** Complete the following **
1. Answer these questions from the news report, each on its own line:
(a) In what year were the three men shot dead by the SAS?
(b) How many soldiers were killed in the Ballygawley bus bombing?
(c) What did Lord Maginnis once serve in as a soldier?
2. Copy the part of the news report between "He said he gave" and "ended up dead.", inclusive, renaming "Mrs Thatcher" as "the Prime Minister".
3. Say whether each statement agrees with the news report, answering yes or no and quoting the words that decide it:
(a) The three men were shot near Drumnakilly.
(b) The documentary was made by the BBC.
(c) Lord Maginnis said he was in direct contact with Margaret Thatcher after the Ballygawley bombing.

Reading text: Begin

Families of three IRA men take legal action against Lord Maginnis
The families of three IRA men shot dead by the SAS in County Tyrone in 1988 are taking legal action against former Ulster Unionist Lord Maginnis, the government and the chief constable.
It follows a recent RTÉ documentary on collusion.
Brothers Gerard and Martin Harte died along with Brian Mullin when the SAS fired on them near Drumnakilly.
The shootings came 10 days after eight soldiers were killed in the IRA Ballygawley bus bombing.
The families claim what was said in the documentary shows that a so-called "shoot-to-kill policy" was being operated at that time.
Lord Maginnis was among those interviewed for the programme.
He stated that in the immediate aftermath of the Ballygawley bombing he was in direct contact with then Prime Minister Margaret Thatcher.
He said he gave Mrs Thatcher the names of people he thought would have been involved in carrying out the attack. He said the people he named ended up dead.
Just over a week after the bombing, the Harte brothers and Brian Mullin were shot dead by the SAS.
Lord Maginnis, a former Ulster Defence Regiment soldier, told the programme: "Of course I felt, thank God that's the end of those fellows, they will not be killing any more of my soldiers. And that's war."
The Harte and Mullin families are also taking civil actions against the Ministry of Defence, the Northern Ireland Office and the chief constable of the PSNI.

Reading text: End
Data under study: Begin

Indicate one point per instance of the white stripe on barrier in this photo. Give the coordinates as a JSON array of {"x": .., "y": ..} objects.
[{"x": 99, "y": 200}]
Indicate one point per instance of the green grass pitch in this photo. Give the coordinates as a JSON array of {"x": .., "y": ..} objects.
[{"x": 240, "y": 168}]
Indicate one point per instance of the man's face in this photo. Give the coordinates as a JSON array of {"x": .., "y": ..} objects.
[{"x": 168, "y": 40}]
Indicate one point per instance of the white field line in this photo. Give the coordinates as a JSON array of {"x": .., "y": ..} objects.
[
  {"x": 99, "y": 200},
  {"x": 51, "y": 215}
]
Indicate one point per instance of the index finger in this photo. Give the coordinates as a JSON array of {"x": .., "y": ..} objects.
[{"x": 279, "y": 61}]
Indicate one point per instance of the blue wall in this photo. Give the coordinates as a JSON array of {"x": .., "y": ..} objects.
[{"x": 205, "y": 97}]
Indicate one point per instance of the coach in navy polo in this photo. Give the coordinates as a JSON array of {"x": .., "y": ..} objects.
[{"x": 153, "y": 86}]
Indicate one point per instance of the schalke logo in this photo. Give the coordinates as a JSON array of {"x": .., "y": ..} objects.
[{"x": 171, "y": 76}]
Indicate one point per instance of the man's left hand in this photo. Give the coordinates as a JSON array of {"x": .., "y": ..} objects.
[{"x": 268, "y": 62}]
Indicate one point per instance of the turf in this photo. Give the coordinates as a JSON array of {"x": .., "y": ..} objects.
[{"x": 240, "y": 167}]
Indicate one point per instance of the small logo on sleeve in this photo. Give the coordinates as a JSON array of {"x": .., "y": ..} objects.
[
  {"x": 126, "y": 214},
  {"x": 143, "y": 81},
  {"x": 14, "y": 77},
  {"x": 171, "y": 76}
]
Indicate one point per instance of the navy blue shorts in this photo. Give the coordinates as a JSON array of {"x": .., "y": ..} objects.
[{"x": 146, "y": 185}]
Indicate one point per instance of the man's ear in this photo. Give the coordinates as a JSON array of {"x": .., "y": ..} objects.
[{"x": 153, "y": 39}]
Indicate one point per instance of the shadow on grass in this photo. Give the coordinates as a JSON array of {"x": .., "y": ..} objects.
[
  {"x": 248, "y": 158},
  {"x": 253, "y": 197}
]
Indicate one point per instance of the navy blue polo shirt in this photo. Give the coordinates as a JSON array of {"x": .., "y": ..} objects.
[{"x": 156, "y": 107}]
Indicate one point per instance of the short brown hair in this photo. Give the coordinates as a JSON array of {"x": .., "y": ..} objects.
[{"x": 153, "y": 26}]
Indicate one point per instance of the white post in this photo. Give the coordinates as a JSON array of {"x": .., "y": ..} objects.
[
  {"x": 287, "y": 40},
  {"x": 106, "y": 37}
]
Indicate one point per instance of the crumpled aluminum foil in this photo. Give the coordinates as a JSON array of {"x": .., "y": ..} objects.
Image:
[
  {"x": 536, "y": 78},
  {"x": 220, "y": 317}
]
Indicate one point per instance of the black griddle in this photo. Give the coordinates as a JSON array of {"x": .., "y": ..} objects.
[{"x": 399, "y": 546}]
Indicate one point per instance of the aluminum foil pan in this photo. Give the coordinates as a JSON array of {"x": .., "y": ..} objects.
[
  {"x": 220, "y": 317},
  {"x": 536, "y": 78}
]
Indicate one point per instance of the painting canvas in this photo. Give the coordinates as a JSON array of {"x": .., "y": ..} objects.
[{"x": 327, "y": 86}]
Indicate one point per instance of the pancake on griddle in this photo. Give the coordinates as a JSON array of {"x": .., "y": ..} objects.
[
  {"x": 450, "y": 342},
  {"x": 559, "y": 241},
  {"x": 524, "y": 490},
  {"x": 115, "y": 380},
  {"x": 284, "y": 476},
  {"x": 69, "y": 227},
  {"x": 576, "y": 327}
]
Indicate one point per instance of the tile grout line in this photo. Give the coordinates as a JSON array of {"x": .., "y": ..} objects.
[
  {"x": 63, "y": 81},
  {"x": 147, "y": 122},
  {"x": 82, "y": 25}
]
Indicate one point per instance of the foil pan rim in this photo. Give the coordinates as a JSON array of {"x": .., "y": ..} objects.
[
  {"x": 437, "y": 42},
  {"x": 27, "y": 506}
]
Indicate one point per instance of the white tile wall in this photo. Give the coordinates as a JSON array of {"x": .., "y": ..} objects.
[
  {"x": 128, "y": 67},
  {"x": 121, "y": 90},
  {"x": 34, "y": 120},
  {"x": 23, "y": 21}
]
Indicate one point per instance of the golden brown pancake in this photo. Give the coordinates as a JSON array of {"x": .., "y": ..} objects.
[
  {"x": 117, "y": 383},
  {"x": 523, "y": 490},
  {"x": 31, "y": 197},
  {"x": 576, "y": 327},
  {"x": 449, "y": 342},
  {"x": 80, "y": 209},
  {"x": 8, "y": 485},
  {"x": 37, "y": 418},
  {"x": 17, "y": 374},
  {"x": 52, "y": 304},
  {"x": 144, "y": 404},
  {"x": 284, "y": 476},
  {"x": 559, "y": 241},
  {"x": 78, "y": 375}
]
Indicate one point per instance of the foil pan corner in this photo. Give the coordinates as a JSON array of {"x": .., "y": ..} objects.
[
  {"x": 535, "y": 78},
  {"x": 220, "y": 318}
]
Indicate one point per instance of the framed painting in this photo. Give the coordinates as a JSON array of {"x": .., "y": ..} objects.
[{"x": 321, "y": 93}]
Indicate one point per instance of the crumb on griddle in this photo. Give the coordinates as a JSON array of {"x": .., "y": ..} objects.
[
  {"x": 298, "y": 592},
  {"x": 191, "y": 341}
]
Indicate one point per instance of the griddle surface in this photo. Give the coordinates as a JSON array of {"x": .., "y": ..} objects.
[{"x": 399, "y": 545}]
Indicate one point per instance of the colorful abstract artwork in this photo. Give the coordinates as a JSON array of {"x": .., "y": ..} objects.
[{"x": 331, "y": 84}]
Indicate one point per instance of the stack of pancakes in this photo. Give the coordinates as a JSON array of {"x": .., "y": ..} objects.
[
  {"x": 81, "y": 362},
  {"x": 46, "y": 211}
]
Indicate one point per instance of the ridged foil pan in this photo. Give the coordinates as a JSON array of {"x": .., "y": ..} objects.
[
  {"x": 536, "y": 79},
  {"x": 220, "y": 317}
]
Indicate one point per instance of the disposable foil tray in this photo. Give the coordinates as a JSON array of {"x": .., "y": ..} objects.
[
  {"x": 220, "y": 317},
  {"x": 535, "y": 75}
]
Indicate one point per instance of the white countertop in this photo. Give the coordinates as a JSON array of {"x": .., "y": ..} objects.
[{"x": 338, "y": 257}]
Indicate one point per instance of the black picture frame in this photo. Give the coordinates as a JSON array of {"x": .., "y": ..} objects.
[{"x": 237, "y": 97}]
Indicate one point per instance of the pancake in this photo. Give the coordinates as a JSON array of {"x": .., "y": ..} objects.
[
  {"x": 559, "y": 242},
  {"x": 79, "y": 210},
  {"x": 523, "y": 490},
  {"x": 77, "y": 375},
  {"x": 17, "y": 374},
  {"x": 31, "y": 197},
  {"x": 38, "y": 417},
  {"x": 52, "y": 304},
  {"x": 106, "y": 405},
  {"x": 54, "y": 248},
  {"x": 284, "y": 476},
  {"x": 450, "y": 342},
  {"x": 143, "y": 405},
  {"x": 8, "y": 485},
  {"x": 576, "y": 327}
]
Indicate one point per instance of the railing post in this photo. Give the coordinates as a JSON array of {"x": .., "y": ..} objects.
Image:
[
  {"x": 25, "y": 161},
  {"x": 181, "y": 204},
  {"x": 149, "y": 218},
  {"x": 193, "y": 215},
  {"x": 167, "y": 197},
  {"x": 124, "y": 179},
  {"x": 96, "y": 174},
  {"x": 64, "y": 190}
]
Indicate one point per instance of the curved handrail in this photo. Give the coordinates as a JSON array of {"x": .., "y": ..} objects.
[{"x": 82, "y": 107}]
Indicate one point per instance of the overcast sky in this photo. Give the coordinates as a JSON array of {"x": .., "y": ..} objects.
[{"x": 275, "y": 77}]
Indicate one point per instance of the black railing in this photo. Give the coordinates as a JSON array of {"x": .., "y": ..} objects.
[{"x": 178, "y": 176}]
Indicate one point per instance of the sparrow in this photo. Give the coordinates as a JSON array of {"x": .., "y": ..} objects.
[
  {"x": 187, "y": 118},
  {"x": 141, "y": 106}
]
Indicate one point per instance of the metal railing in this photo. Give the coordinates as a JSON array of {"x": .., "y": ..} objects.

Data under study: End

** Exercise responses **
1.
(a) 1988
(b) Eight
(c) The Ulster Defence Regiment

2.
He said he gave the Prime Minister the names of people he thought would have been involved in carrying out the attack. He said the people he named ended up dead.

3.
(a) Yes: "when the SAS fired on them near Drumnakilly"
(b) No: "a recent RTÉ documentary on collusion"
(c) Yes: "in the immediate aftermath of the Ballygawley bombing he was in direct contact with then Prime Minister Margaret Thatcher"